Look for the line containing "striped shirt in the picture above." in the listing below. Retype that line and every subsequent line through the last one, and only those.

===== Records for the task

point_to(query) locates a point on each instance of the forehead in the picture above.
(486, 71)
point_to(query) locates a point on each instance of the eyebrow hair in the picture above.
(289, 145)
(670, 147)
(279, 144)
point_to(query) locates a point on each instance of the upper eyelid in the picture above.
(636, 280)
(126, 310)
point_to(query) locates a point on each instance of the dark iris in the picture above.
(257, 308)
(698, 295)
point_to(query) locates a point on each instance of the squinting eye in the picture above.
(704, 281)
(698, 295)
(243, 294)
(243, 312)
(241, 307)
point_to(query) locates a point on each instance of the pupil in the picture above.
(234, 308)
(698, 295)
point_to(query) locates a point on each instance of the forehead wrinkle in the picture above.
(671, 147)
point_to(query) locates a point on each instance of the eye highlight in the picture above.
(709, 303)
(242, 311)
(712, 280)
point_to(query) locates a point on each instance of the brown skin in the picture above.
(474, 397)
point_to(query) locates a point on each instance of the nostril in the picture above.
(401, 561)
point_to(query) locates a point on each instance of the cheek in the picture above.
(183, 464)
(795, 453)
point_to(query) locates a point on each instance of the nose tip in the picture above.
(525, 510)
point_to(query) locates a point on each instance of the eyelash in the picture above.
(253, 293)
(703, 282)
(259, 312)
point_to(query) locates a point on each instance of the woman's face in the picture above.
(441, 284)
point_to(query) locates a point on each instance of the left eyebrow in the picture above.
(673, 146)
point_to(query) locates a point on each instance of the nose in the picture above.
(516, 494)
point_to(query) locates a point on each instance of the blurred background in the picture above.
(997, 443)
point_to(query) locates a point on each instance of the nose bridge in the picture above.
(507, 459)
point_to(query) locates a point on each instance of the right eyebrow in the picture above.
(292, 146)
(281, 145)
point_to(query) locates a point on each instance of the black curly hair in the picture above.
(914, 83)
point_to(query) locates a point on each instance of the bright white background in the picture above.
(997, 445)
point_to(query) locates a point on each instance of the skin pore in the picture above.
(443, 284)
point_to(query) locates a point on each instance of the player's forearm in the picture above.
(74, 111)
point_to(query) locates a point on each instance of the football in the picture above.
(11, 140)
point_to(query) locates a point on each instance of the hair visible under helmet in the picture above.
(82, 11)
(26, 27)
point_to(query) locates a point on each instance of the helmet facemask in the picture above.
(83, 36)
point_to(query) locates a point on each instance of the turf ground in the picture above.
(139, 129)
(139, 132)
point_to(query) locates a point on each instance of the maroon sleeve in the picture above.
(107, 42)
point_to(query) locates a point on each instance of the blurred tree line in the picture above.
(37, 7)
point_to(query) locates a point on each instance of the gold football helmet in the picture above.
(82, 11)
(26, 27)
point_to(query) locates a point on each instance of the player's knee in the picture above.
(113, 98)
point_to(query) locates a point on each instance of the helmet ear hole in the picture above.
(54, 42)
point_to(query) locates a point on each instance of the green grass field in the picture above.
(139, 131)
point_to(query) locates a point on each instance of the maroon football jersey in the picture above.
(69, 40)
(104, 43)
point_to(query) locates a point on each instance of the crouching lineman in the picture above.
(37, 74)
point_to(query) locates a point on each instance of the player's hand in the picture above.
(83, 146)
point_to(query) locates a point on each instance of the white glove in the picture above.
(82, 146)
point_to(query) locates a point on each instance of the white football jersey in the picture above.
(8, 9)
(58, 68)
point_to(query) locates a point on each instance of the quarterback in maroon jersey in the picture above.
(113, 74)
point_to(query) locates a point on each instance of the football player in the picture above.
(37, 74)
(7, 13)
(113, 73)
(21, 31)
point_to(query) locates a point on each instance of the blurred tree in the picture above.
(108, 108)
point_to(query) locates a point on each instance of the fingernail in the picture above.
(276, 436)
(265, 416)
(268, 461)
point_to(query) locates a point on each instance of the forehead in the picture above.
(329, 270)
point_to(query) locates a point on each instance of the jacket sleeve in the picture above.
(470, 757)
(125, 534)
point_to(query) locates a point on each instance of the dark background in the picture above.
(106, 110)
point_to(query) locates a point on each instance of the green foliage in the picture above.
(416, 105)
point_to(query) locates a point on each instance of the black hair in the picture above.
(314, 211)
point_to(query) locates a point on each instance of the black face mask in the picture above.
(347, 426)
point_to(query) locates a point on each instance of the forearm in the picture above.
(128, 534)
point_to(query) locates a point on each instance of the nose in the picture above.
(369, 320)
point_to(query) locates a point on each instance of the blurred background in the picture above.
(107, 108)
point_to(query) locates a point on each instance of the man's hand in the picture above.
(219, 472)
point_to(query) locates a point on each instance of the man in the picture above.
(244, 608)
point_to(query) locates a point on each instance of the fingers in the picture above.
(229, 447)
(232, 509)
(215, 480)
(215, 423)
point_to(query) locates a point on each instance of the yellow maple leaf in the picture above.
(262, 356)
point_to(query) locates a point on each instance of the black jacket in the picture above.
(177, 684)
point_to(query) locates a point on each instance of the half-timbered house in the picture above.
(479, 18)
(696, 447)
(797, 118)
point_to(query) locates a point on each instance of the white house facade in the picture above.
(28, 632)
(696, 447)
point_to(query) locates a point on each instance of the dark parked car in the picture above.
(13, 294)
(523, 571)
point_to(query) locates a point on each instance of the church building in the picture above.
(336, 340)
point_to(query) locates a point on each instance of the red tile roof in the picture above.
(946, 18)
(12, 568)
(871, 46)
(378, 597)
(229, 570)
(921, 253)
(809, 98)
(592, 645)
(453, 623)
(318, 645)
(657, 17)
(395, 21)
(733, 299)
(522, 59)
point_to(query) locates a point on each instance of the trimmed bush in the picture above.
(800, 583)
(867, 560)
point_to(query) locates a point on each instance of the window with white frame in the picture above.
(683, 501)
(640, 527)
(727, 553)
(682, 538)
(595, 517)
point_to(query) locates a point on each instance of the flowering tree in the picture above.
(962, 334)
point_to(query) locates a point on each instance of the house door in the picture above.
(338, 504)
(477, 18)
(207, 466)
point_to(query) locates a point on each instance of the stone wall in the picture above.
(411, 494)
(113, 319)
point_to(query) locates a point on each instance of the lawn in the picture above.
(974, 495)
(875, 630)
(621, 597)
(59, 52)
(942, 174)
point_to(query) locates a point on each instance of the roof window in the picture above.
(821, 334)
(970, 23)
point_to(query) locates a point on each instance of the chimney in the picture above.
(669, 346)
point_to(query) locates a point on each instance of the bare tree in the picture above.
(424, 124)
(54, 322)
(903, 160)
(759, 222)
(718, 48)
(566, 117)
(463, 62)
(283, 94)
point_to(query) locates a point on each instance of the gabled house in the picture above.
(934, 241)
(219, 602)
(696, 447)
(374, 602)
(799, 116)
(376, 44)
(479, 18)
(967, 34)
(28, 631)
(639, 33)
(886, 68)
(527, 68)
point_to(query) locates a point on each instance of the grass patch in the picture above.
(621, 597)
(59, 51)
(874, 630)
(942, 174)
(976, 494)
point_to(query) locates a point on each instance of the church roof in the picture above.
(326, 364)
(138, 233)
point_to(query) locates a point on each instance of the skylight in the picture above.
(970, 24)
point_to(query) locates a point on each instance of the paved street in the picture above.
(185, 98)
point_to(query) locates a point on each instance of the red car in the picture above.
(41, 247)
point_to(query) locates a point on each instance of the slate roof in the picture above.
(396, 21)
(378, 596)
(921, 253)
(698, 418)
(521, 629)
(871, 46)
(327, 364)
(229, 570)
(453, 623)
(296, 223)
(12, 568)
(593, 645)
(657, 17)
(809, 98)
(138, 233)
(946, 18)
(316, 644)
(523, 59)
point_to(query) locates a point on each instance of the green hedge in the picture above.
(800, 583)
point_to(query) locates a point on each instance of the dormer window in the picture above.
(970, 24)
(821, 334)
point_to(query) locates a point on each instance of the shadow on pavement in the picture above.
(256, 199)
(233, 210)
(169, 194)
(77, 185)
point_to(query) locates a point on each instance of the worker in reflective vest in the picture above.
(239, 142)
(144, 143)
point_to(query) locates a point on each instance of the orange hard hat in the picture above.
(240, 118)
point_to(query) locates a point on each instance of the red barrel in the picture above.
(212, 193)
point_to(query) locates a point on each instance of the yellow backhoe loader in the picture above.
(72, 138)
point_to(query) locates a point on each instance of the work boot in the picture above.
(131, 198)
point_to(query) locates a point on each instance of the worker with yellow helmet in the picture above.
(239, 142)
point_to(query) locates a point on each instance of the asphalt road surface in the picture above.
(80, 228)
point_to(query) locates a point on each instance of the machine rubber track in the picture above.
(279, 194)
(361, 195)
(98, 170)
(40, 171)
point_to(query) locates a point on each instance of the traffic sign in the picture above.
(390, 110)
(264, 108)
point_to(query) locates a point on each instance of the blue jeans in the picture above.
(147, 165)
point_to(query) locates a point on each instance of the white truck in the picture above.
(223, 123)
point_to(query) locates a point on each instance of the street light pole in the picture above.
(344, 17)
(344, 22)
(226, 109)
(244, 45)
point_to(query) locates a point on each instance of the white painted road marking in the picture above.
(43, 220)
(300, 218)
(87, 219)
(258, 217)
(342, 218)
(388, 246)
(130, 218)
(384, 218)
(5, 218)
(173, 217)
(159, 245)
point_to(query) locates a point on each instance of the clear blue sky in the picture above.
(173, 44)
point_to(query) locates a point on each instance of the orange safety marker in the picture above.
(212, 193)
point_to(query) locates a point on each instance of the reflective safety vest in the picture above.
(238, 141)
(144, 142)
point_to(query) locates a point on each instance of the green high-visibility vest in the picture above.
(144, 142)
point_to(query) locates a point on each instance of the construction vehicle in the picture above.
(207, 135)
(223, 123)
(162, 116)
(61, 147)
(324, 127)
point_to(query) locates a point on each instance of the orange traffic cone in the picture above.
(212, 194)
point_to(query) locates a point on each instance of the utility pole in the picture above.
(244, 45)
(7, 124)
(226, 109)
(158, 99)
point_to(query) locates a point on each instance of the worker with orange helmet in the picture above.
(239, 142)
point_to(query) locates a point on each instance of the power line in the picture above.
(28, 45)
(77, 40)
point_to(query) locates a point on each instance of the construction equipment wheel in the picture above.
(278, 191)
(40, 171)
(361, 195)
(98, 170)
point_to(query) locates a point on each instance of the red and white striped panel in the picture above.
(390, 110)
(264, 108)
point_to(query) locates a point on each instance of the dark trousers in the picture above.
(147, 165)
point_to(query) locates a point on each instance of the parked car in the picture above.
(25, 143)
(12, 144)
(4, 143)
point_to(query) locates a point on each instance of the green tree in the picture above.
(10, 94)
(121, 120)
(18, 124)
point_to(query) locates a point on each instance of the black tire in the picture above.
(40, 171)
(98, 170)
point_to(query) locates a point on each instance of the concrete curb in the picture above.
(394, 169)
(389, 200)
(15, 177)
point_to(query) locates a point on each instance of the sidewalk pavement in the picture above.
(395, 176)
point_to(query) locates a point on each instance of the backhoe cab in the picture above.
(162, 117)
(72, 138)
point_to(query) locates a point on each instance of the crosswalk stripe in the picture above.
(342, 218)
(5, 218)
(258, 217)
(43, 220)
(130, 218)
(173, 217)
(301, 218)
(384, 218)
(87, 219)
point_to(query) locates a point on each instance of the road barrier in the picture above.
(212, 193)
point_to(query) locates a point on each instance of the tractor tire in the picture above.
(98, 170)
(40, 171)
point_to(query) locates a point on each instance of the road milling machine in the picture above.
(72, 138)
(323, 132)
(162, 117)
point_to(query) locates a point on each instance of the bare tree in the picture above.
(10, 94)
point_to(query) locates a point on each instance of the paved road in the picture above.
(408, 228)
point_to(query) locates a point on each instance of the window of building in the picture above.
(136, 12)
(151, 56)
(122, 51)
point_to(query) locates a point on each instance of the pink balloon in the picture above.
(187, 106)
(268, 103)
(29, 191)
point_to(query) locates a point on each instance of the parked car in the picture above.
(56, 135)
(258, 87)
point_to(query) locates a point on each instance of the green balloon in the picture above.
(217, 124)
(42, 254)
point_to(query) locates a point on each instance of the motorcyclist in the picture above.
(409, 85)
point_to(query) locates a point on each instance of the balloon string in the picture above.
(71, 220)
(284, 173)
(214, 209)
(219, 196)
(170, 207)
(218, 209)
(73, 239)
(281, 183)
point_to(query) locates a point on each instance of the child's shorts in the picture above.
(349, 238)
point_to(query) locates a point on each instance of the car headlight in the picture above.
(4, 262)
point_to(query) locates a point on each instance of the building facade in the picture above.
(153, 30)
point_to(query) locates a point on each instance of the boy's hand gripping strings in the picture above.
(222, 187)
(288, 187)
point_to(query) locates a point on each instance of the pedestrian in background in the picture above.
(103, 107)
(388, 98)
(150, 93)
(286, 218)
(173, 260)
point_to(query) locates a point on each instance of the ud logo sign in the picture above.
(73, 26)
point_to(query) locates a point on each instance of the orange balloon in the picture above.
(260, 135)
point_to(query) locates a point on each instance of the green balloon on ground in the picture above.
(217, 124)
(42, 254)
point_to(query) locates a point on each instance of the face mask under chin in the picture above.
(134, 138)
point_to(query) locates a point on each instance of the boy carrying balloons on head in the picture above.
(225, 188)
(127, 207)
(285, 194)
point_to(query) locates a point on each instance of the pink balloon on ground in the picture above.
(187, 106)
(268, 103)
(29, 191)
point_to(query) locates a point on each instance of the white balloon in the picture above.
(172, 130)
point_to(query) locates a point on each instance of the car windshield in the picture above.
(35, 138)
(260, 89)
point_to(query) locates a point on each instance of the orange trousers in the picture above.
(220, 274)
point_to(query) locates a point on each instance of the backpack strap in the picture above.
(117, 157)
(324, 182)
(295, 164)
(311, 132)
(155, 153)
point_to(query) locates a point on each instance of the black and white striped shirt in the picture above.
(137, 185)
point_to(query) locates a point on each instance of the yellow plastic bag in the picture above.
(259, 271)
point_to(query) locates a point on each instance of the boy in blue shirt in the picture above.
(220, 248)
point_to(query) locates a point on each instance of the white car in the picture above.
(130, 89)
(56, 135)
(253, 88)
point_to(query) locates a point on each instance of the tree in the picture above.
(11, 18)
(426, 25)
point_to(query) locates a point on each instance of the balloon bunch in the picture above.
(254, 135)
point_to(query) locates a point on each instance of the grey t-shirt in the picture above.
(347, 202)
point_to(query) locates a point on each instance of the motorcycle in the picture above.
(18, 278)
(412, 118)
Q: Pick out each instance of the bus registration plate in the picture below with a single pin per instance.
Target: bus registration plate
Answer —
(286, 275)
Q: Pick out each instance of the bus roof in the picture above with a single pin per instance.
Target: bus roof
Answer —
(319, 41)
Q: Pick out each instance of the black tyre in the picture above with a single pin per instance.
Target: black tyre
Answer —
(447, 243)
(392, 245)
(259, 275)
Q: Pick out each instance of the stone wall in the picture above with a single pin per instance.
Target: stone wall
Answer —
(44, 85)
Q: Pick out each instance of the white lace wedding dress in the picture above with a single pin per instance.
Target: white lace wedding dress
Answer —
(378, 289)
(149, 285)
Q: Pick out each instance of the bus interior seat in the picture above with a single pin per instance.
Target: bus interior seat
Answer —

==========

→ **Solution to this exercise**
point_to(query) locates a point on each instance of the black and white striped shirt in the picture above.
(137, 185)
point_to(query) locates a point on each instance of the yellow plastic bag in the picture above.
(259, 271)
point_to(query) locates a point on each instance of the boy in blue shirt in the picture above.
(220, 248)
point_to(query) locates a point on each instance of the white car in the picture above.
(130, 89)
(56, 135)
(253, 88)
point_to(query) locates a point on each instance of the tree in the picture above.
(11, 18)
(426, 25)
point_to(query) locates a point on each instance of the balloon bunch in the picture above.
(254, 135)
point_to(query) locates a point on each instance of the grey t-shirt in the picture above.
(347, 202)
point_to(query) locates a point on each instance of the motorcycle in the picture above.
(18, 278)
(412, 118)
Q: Pick out each instance of the bus registration plate in the picture below with a single pin per instance.
Target: bus registration plate
Answer —
(286, 275)
Q: Pick out each instance of the bus roof in the picture above with a single pin per instance.
Target: bus roof
Answer —
(319, 41)
Q: Pick out each instance of the black tyre in the picture above with a single pin per instance.
Target: black tyre
Answer —
(447, 243)
(392, 245)
(259, 275)
Q: Pick out each instance of the stone wall in the picture above with a single pin per instance.
Target: stone wall
Answer —
(44, 85)
Q: Pick out each instance of the white lace wedding dress in the picture above with a single pin per instance.
Target: white lace wedding dress
Answer —
(378, 289)
(149, 285)
Q: Pick out each instance of the bus interior seat in the picture above with a single pin per instance.
Target: bus interior seat
Answer —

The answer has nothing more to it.